━━━ Material provided ━━━

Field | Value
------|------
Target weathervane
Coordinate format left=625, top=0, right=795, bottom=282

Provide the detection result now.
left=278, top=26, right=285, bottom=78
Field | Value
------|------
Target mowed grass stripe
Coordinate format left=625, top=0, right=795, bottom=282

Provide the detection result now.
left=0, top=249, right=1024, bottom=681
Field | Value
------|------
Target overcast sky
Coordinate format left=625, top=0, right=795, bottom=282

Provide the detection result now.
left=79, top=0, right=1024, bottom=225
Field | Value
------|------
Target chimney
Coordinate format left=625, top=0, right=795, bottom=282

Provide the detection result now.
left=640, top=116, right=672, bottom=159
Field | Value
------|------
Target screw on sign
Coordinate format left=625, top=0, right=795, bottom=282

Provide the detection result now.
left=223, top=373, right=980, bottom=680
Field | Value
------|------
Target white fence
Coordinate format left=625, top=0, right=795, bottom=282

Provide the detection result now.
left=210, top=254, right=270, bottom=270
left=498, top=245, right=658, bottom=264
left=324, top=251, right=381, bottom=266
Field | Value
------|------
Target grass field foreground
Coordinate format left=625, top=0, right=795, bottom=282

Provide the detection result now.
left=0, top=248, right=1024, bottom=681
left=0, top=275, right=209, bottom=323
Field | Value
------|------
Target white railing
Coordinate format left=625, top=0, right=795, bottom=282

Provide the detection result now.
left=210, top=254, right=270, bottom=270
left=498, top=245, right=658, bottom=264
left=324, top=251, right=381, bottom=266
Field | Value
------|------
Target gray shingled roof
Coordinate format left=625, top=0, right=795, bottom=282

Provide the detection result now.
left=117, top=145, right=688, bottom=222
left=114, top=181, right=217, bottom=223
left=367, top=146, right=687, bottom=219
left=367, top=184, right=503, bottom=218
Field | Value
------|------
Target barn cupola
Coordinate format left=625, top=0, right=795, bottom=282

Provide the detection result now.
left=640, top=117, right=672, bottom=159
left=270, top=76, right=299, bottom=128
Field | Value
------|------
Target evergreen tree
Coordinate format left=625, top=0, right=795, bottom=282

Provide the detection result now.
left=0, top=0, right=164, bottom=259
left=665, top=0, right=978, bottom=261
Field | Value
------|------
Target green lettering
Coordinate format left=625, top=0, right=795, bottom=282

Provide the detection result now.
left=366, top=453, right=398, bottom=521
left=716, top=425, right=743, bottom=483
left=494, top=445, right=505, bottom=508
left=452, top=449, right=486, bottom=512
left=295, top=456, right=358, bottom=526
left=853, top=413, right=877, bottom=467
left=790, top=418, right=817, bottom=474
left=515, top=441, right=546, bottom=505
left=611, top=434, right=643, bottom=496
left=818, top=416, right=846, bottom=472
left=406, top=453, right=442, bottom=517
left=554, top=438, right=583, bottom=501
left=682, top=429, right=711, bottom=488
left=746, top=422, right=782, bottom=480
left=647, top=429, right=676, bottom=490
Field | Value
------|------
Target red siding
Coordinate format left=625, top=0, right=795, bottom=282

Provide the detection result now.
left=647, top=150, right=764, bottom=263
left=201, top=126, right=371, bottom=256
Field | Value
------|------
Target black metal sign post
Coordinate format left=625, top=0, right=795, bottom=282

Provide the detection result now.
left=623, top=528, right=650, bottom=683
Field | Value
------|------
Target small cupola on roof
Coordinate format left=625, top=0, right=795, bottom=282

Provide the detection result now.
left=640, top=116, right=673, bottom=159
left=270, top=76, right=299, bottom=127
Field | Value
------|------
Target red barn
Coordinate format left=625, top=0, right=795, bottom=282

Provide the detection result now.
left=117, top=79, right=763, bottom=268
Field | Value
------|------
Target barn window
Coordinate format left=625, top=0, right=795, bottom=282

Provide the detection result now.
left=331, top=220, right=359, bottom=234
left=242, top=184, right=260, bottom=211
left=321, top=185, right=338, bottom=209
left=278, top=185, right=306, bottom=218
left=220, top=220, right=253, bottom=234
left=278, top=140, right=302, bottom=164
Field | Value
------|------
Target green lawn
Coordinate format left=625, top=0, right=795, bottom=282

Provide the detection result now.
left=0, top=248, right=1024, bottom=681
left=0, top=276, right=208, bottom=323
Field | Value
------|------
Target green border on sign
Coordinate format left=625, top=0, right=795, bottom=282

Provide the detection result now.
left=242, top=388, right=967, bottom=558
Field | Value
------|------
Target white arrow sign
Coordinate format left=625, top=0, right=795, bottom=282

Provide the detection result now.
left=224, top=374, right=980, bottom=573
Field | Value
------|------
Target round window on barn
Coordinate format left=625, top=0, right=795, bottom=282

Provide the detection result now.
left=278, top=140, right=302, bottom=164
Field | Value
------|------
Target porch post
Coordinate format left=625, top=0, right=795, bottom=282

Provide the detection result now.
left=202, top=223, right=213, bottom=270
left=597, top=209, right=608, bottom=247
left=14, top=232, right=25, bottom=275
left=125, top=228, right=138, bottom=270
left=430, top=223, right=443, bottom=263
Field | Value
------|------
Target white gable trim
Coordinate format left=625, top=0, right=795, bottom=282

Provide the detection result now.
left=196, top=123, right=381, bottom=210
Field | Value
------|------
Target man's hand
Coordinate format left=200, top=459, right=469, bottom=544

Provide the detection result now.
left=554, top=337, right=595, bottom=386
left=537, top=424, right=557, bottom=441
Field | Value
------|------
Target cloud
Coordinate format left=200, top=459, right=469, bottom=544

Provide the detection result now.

━━━

# What is needed
Write out everything from the first line of the items down through the line containing "left=79, top=0, right=1024, bottom=225", including both ends, with each line reproduced character for character.

# Complete answer
Field | Value
------|------
Target weathervane
Coordinate format left=625, top=0, right=795, bottom=282

Provide the detection result now.
left=278, top=26, right=285, bottom=78
Field | Value
------|------
Target mowed grass stripe
Coordinate format left=625, top=0, right=795, bottom=282

Provide the detection result now.
left=0, top=249, right=1024, bottom=681
Field | Value
------|------
Target overcast sky
Coordinate format left=625, top=0, right=795, bottom=282

Provide the detection result now.
left=79, top=0, right=1024, bottom=225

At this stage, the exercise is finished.